Start of Block

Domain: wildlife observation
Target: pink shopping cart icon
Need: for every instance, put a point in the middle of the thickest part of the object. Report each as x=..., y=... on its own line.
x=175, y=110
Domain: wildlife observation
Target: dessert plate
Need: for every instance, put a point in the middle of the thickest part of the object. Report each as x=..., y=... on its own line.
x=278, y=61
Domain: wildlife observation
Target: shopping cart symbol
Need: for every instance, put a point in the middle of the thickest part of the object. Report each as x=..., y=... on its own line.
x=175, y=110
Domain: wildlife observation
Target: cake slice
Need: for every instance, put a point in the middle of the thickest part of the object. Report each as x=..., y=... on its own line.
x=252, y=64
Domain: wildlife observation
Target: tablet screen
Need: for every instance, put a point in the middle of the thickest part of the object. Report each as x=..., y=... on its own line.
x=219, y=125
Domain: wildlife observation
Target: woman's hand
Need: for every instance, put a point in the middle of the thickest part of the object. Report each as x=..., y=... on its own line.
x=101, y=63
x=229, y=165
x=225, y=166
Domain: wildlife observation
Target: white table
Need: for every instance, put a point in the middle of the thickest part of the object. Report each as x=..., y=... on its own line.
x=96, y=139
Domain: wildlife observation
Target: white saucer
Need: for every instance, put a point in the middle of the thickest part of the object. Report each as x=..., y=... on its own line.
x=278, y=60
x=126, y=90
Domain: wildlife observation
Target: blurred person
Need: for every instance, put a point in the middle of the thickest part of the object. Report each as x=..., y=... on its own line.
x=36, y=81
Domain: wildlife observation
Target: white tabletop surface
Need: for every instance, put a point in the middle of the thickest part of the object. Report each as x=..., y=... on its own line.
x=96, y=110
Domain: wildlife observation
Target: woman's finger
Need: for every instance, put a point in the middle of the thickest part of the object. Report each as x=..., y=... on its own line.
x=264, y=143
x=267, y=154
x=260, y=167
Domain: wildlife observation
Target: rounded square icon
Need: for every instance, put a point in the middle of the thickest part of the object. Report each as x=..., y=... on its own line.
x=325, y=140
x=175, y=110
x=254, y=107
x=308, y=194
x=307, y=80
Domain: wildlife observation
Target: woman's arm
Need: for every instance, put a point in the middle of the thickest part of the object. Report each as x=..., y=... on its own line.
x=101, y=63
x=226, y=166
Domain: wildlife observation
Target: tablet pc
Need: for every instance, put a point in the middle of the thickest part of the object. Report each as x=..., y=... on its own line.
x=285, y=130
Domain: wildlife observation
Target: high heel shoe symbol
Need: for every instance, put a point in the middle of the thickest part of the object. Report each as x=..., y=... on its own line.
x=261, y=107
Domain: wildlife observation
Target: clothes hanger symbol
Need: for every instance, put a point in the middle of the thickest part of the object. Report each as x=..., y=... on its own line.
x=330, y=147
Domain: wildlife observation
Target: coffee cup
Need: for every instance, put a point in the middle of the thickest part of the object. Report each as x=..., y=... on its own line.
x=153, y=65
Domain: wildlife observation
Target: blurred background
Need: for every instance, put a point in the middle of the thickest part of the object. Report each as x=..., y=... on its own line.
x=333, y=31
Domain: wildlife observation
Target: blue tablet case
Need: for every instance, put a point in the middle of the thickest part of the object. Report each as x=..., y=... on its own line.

End of Block

**WHAT YOU HAVE TO DO:** Retype the data exactly.

**PROBLEM SOLUTION:**
Domain: wildlife observation
Target: pink shopping cart icon
Need: for every instance, put a point in the middle of the thickest part of the object. Report each as x=..., y=... on its own line.
x=175, y=110
Domain: wildlife observation
Target: dessert plate
Need: for every instance, put a point in the middle of the thickest part of the object. Report each as x=..., y=... on its own line.
x=278, y=61
Domain: wildlife observation
Target: shopping cart symbol
Need: for every instance, put a point in the middle of the thickest part of the object. Report each as x=..., y=... on its own line.
x=175, y=110
Domain: wildlife observation
Target: cake slice
Need: for every instance, put a point in the middle of the thickest part of the object. Report each as x=..., y=... on its own line.
x=252, y=64
Domain: wildlife observation
Target: tablet screen
Need: for every instance, put a point in the middle of the thickest part of the object. Report each as x=..., y=... on its own line.
x=219, y=125
Domain: wildlife observation
Target: woman's hand
Need: for every instance, put a point in the middle of the thickest part of the object. Report each as x=..., y=... on its own line.
x=101, y=63
x=229, y=165
x=225, y=166
Domain: wildlife observation
Target: white table
Need: for every instance, put a point in the middle of the thickest part of the object. Report each as x=..., y=... on its own line.
x=96, y=139
Domain: wildlife observation
Target: white saucer
Need: for every instance, put a point in the middle of the thickest part of the object. Report each as x=..., y=... on its own line.
x=278, y=60
x=126, y=90
Domain: wildlife observation
Target: blurred person
Need: for every instance, put a point in the middle of the thickest part of the object. Report each as x=..., y=... on its own line.
x=36, y=81
Domain: wildlife observation
Target: white tabletop surface
Need: for every instance, put a point in the middle of the thickest part of the object. Report each as x=..., y=... on its own line.
x=96, y=110
Domain: wildlife observation
Target: woman's finger
Need: for every instance, put a point in the middle of the thickest part of the object. Report each as x=..., y=... on its own line.
x=264, y=143
x=267, y=154
x=260, y=167
Domain: wildlife observation
Target: rounded square icon
Need: for every instance, put a point in the middle of the thickest part of the object. Report each as x=..., y=... on its own line.
x=325, y=140
x=175, y=110
x=254, y=107
x=308, y=194
x=307, y=80
Domain: wildlife observation
Target: woman's arm
Need: for every instance, put a point in the middle of the thickest part of the object. Report each as x=..., y=... on its own line.
x=101, y=63
x=226, y=166
Domain: wildlife observation
Target: tablet pc
Need: for every instance, put a point in the middle of the thickest part of the object. Report each as x=..., y=... on its own line.
x=285, y=130
Domain: wildlife observation
Target: high heel shoe symbol
Need: for every instance, put a point in the middle of the thickest part of the object. Report each as x=..., y=... on its own line.
x=261, y=107
Domain: wildlife observation
Target: clothes hanger symbol
Need: for every instance, put a point in the middle of the thickest part of the object. Report each as x=..., y=... on its own line.
x=330, y=147
Domain: wildlife observation
Target: coffee cup
Need: for every instance, put a point in the middle of the thickest part of the object. Report each as x=..., y=... on its own line.
x=153, y=65
Domain: wildlife observation
Target: blurred background
Need: for every instance, put a point in the middle of the thickest part of the object. Report each as x=..., y=... on its own line.
x=333, y=31
Domain: wildlife observation
Target: blue tablet case
Need: for every instance, put a point in the middle of the thickest part of the object. Report each as x=..., y=... on its own line.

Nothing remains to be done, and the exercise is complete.